9. Februar 2014

Pfarrer Ungar und der adlige Flüchtling

Kurz nach meinem Einstand als Pfarrer in Reußdörfchen im Januar 1968 erzählten meine Presbyter Georg Roth, Michael Roth und Johann Löw über eine Begebenheit, die sich gleich nach dem Eintreffen der Roten Armee im September 1944 abgespielt hatte. Pfarrer Hans Ungar, um den es sich gehandelt hatte, klärte mich daraufhin, während einer Pastoralkonferenz, über das Vorgefallene wie folgt auf.
Er habe sich in Neudorf, in der Gegend von Großliebenthal aufgehalten, wohin ihn die Landeskirche 1944 als (kommissarischen) Diasporapfarrer beordert hatte. Dort habe er sich mit einem Adligen angefreundet. Er nannte ihn Graf Wenzel von Straßburg oder Straußberg oder so ähnlich. Als Hans Ungar nach Reußdörchen zurückkam, stand jener Graf eines Tages vor seiner Tür. Er war aus Großliebenthal geflohen, weil die Rote Armee die Ortschaft eingenommen hatte. Pfarrer Ungar nahm den Flüchtigen auf und beherbergte ihn.

^^^^

Beantworten Sie anhand des Berichts über Pfarrer Ungar und den adligen Flüchtling die folgenden Fragen:
(a) In welchem Monat und Jahr fand der Einstand als Pfarrer in Reußdörfchen statt, mit dem der Bericht beginnt?
(b) Wo hielt sich Hans Ungar auf, nachdem ihn die Landeskirche 1944 als Diasporapfarrer beordert hatte?
(c) Aus welchem Grund war der Graf aus Großliebenthal geflohen?
Die Zeilen sind hierfür nicht erforderlich.

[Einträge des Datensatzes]
^^^^

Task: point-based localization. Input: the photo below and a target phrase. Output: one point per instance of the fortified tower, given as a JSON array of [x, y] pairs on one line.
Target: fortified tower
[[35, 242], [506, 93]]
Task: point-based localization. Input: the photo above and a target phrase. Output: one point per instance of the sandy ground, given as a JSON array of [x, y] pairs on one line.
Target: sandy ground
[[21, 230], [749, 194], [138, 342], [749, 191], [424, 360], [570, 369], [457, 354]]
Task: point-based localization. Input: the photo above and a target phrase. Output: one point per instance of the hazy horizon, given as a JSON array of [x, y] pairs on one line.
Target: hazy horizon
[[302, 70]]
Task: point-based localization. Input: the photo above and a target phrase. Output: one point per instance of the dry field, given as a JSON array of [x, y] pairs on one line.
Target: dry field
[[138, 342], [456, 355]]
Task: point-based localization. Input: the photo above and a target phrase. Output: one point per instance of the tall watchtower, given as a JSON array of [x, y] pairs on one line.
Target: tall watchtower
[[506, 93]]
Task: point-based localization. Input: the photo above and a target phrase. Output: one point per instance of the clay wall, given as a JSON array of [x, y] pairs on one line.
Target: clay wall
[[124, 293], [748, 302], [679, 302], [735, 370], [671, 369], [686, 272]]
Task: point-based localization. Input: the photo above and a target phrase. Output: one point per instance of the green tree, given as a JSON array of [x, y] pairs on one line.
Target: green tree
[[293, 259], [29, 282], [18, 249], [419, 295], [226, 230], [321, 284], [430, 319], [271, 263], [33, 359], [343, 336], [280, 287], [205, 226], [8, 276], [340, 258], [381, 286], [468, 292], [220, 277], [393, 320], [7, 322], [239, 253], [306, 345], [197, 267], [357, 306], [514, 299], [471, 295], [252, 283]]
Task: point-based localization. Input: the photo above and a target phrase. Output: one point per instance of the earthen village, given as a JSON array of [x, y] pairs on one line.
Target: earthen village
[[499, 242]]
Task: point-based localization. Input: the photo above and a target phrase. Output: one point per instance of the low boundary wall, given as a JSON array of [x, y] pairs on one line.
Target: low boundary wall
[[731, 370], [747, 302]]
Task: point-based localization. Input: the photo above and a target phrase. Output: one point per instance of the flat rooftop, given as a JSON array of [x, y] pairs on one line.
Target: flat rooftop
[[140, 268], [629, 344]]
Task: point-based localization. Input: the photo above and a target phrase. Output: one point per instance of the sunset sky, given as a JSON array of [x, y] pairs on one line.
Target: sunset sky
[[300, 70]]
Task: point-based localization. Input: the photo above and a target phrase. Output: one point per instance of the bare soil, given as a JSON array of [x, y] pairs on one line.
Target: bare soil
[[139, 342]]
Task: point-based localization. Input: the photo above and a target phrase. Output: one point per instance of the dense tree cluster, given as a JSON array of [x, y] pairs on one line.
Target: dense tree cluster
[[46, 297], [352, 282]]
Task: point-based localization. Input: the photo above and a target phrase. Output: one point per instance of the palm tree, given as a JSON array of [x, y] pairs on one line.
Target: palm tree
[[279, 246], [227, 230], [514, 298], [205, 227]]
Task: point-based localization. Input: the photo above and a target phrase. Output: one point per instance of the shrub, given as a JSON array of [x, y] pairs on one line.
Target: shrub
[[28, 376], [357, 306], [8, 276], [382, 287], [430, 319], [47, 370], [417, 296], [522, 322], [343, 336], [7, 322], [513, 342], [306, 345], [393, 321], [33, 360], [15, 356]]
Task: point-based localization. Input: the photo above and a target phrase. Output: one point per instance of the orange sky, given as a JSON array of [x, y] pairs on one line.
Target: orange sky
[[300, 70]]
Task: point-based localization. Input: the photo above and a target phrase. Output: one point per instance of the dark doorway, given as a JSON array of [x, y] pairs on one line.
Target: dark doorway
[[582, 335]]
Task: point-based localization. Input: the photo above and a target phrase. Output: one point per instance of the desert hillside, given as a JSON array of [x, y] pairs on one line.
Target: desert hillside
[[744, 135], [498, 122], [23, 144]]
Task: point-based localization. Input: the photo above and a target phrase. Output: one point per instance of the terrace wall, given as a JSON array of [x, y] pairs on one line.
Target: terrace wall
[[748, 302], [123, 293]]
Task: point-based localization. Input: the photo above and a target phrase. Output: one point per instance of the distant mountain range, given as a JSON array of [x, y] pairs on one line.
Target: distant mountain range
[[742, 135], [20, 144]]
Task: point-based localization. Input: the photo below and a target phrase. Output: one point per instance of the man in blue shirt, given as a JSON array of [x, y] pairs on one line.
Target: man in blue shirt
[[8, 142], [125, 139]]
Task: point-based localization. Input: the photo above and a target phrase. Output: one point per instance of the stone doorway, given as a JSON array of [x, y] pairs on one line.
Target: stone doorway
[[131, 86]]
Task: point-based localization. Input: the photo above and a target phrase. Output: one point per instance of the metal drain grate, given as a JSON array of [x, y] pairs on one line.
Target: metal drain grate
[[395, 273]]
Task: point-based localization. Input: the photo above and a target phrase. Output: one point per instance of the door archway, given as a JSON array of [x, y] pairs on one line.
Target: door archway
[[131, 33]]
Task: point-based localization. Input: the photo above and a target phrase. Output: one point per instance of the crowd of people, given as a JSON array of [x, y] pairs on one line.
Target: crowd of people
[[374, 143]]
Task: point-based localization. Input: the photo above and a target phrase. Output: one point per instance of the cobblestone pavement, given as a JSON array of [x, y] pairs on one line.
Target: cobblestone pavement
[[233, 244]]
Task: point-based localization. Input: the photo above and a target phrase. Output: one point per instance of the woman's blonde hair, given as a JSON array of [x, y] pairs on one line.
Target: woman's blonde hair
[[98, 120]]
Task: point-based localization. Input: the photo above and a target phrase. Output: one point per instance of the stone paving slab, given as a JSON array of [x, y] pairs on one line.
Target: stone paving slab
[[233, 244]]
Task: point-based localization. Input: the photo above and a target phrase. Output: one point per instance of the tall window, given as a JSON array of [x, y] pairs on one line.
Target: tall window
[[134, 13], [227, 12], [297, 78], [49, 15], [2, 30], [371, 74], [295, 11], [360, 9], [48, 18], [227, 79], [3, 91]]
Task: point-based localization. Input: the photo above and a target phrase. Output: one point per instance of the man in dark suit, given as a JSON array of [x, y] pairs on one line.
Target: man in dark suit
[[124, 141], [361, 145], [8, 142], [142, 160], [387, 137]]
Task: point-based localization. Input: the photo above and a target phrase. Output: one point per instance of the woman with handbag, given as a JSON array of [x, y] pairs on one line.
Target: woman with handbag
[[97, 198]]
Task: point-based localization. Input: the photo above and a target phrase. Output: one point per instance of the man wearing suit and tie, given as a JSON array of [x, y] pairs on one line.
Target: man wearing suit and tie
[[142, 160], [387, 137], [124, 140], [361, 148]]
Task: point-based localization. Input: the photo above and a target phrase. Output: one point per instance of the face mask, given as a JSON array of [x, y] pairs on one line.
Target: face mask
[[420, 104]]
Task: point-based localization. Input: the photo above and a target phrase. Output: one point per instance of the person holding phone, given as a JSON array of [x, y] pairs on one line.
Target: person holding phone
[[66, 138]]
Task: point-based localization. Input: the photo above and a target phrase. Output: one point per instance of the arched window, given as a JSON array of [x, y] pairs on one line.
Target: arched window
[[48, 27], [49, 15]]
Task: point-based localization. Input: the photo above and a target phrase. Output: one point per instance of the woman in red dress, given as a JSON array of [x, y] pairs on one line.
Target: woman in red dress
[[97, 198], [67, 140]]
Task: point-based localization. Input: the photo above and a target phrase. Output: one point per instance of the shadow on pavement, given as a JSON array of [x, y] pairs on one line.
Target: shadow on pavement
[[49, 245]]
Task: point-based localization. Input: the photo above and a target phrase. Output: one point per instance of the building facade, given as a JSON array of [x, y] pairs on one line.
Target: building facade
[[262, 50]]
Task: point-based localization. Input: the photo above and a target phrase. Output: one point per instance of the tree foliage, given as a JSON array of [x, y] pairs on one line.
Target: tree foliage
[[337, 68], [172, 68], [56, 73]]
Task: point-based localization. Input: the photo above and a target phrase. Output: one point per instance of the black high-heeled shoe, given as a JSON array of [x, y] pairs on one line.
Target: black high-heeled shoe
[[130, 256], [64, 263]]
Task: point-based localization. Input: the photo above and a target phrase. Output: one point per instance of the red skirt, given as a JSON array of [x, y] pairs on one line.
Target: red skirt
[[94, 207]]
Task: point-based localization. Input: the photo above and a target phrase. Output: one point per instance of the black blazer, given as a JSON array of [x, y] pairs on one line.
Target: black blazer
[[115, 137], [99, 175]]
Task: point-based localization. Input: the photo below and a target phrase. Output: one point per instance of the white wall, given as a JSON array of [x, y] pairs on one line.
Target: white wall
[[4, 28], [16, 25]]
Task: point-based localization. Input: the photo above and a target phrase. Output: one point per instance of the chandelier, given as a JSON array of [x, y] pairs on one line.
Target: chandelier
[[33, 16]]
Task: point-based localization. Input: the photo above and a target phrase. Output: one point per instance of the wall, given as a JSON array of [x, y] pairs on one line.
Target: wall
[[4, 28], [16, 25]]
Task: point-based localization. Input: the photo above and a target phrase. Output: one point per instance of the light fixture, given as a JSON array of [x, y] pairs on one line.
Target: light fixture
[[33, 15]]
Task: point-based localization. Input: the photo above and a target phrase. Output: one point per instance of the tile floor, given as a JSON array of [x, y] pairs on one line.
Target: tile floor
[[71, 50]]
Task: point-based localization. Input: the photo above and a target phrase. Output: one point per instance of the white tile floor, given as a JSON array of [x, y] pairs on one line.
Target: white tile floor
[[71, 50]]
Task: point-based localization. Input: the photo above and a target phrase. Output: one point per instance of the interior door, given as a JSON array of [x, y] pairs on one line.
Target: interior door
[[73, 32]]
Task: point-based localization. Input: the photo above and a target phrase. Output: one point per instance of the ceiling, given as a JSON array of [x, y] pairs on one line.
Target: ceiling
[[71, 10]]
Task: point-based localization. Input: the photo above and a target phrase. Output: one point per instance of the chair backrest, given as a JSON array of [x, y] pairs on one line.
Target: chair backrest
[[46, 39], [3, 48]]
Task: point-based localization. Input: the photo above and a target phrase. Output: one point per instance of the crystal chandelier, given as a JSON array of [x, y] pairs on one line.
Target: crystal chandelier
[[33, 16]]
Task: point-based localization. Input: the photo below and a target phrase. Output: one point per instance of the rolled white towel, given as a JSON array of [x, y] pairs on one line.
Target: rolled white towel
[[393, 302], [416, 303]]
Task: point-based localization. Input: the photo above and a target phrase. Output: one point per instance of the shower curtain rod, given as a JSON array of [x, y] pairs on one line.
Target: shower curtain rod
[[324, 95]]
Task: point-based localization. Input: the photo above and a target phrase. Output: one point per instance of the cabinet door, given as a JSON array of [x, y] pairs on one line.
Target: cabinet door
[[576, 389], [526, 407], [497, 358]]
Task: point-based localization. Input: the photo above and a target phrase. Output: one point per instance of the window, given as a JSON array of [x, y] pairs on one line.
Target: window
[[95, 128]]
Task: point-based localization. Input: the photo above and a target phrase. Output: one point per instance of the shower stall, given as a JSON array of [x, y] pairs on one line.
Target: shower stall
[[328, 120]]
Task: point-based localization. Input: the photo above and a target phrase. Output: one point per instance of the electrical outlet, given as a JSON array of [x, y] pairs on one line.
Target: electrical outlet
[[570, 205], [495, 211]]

^^^^

**ERGEBNIS DER ÜBUNG:**
(a) Im Januar 1968.
(b) In Neudorf, in der Gegend von Großliebenthal.
(c) Weil die Rote Armee die Ortschaft eingenommen hatte.